■ ТЕКСТ ПИСЬМА ■
Сели обедать, а вечером к чаю собралась вся ялуторовская артель с семьей Балакшина. Устроился музыкальный вечер. Молодежь даже повертелась под звуки отличного, громкого и чрезвычайно нарядного простотой своей фортепиано.
Вот как вы меня балуете, добрые мои друзья! За что все это делается? Вы, верно, лучше меня это знаете, потому что так делаете.
Я сел сегодня за твой листок в ожидании Николая Николаевича Муравьева – его ждут сегодня или завтра. – Опять повторяю тебе мое желание, чтоб ты с ним познакомился. Он, без сомнения, сам сделает первый шаг, но я бы хотел, чтоб ваша встреча не кончилась одним разменом китайских визитов. Ты с удовольствием сблизишься с этим живым существом.
Ваше фортепиано – первое в нашем городке, – это немного еще значит, хотя, впрочем, здесь до него было уже пять инструментов; не во всяком уездном городе, особенно сибирском, встречается такое богатство музыкальное. Г-ну Зике, о котором я до сего и понятия не имел, следовало бы объявить в газетах признательность за его произведение художественное, но я не печатаюсь и газет у нас не издают. Следовательно, надобно ограничиться тем, чтоб ты за меня сходил к нему вместе с Яковлевым и сказал ему, что инструмент превосходный, дошел до меня в совершенной исправности и всех восхищает. Ничего нет мудреного, что к нему будут отсюда заказы.
Одним словом, ура Лицею старого чекана! Это был вечером тост при громком туше. Вся древность наша искренно разделила со мной благодарное чувство мое; оно сливалось необыкновенно приятно со звуками вашего фортепиано. Осушили бокалы за вас, добрые друзья, и за нашего старого директора. Желали вам всего отрадного; эти желания были так задушевны, что они должны непременно совершиться.
Теперь Аннушка уроки берет дома – и субботы мои оживились для молодежи, которая с нами.
Портрет твой над фортепиано.

■ СОХРАНЁННЫЕ ЗАПИСИ ■
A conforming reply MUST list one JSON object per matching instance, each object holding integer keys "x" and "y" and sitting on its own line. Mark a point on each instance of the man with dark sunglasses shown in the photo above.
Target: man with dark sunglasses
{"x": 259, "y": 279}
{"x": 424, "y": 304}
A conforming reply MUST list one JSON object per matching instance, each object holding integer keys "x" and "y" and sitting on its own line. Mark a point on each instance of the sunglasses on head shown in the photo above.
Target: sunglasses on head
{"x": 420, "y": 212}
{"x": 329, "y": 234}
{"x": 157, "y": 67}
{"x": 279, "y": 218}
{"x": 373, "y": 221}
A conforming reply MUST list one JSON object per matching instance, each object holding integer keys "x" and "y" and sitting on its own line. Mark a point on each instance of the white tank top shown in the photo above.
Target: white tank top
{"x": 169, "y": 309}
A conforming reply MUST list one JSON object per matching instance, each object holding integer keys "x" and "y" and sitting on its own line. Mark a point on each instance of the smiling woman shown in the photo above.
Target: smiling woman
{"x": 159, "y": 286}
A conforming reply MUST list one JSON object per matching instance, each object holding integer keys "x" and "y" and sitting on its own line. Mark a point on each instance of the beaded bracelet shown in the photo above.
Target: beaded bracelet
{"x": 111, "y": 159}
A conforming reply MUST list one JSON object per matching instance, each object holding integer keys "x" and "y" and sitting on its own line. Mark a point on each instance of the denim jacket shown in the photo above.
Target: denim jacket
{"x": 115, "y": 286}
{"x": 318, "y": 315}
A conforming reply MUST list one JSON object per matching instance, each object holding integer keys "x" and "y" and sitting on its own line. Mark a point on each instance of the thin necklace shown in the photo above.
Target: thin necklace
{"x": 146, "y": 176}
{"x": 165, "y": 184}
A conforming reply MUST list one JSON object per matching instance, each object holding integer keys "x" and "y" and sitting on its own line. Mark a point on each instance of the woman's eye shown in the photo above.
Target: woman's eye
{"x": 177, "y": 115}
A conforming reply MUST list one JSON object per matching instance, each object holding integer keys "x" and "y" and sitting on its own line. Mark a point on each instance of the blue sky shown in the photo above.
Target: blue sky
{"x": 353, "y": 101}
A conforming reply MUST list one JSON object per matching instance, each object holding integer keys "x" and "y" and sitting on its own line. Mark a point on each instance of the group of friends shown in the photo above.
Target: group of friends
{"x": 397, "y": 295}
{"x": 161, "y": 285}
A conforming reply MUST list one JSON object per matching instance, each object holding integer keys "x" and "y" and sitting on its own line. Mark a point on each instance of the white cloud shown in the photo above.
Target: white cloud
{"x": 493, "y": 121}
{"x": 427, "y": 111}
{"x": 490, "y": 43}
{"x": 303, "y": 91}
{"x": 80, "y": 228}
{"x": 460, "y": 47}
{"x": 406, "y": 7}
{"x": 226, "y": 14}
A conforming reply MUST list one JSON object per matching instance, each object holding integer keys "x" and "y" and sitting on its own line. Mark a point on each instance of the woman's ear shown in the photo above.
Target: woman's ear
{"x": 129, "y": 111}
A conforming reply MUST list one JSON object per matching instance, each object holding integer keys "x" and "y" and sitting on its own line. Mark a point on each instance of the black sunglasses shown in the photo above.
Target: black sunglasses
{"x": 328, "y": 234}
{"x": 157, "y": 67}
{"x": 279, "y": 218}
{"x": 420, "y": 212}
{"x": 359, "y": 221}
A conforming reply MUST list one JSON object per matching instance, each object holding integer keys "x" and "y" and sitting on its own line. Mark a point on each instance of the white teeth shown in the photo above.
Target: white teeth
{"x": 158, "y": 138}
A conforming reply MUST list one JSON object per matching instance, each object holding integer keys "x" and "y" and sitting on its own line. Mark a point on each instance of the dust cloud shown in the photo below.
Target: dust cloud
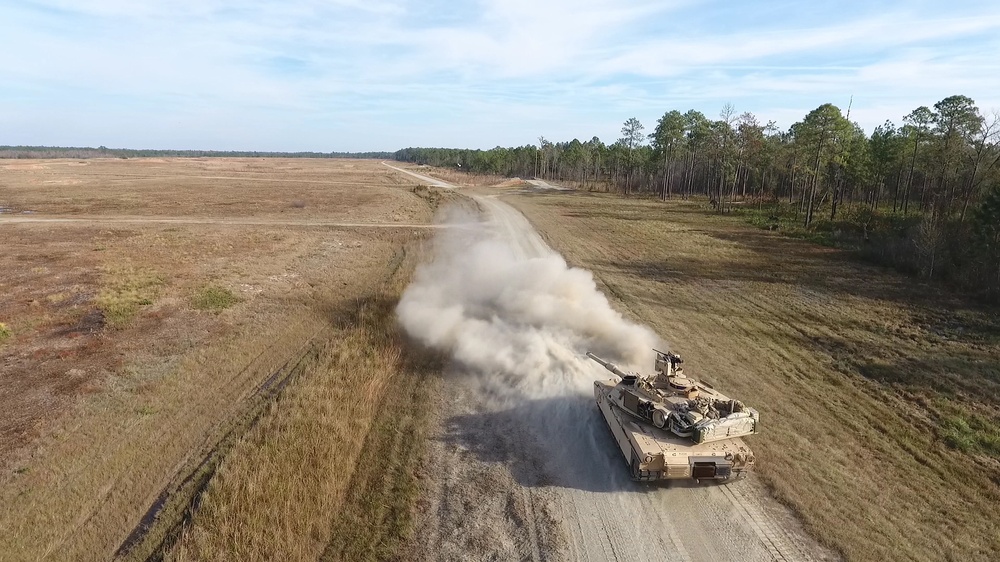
{"x": 521, "y": 319}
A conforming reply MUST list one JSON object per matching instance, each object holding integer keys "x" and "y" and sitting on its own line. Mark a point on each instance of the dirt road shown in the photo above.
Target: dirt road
{"x": 534, "y": 474}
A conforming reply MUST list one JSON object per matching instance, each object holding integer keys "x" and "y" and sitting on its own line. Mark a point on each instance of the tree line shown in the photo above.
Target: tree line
{"x": 105, "y": 152}
{"x": 922, "y": 196}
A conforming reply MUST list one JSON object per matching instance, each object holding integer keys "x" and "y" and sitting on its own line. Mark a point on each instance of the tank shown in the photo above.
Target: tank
{"x": 669, "y": 426}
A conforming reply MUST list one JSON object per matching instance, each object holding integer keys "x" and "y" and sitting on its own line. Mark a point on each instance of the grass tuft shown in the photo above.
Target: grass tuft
{"x": 126, "y": 291}
{"x": 214, "y": 299}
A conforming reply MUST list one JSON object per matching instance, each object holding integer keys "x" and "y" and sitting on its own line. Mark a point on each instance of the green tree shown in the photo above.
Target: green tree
{"x": 666, "y": 139}
{"x": 986, "y": 225}
{"x": 820, "y": 133}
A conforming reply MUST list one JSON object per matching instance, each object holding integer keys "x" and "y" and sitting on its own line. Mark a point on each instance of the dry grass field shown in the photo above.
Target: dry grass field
{"x": 864, "y": 379}
{"x": 188, "y": 312}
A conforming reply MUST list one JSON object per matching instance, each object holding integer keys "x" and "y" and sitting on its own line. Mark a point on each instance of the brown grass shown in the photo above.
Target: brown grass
{"x": 855, "y": 370}
{"x": 328, "y": 470}
{"x": 98, "y": 422}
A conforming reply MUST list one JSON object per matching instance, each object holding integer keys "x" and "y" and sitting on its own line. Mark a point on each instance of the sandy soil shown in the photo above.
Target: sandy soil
{"x": 541, "y": 480}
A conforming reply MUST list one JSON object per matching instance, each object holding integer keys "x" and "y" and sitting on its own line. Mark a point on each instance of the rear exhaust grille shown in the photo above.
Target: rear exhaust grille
{"x": 703, "y": 470}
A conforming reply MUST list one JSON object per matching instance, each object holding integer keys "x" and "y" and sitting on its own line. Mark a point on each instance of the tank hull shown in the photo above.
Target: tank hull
{"x": 654, "y": 454}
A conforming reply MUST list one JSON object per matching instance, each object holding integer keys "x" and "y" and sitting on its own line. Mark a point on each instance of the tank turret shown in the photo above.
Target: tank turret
{"x": 687, "y": 421}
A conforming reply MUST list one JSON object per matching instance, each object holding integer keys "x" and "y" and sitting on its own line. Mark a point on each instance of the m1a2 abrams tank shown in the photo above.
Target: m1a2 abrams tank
{"x": 671, "y": 427}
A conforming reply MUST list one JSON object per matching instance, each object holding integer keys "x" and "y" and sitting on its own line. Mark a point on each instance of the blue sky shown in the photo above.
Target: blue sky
{"x": 357, "y": 75}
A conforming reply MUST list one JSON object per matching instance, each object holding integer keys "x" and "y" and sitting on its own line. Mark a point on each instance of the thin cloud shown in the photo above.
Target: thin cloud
{"x": 370, "y": 74}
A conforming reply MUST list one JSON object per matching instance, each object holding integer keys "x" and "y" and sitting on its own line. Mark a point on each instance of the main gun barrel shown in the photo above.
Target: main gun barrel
{"x": 608, "y": 365}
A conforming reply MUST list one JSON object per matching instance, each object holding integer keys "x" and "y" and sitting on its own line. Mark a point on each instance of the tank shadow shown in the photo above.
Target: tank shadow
{"x": 559, "y": 441}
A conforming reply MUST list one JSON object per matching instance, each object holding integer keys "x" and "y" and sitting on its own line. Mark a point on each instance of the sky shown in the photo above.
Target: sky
{"x": 372, "y": 75}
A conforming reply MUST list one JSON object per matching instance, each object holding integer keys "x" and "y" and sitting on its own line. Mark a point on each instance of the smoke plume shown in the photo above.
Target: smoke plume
{"x": 502, "y": 304}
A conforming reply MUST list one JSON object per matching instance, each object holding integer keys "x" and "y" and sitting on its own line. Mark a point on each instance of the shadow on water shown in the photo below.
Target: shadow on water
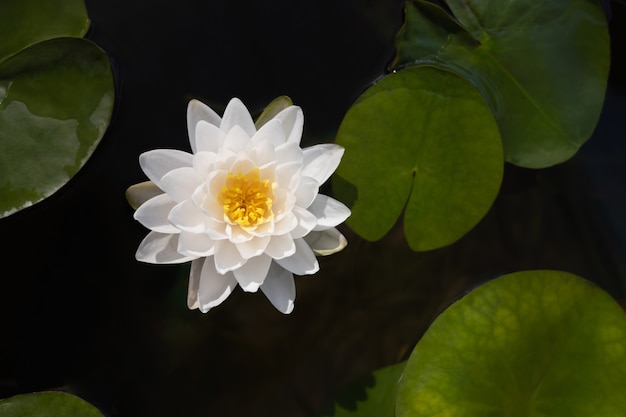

■ ЧТО СДЕЛАТЬ ■
1 > Ответьте по письму на вопросы:
(a) Кого ждут сегодня или завтра?
(b) Сколько инструментов было в городке до этого фортепиано?
(c) Где висит портрет?
2 > Перепечатайте из записей всё, начиная со строки, где есть «water shown in the photo below.», и до конца записей включительно. Картинки в ответ не включайте.
Письмо и записи никак не связаны друг с другом.

■ ОТВЕТЫ ПО ЗАДАНИЯМ ■
1 >
(a) Николая Николаевича Муравьева.
(b) Пять.
(c) Над фортепиано.

2 >
A conforming reply MUST list one JSON object per matching instance, each object holding integer keys "x" and "y" and sitting on its own line. Mark a point on each instance of the shadow on water shown in the photo below.
Target: shadow on water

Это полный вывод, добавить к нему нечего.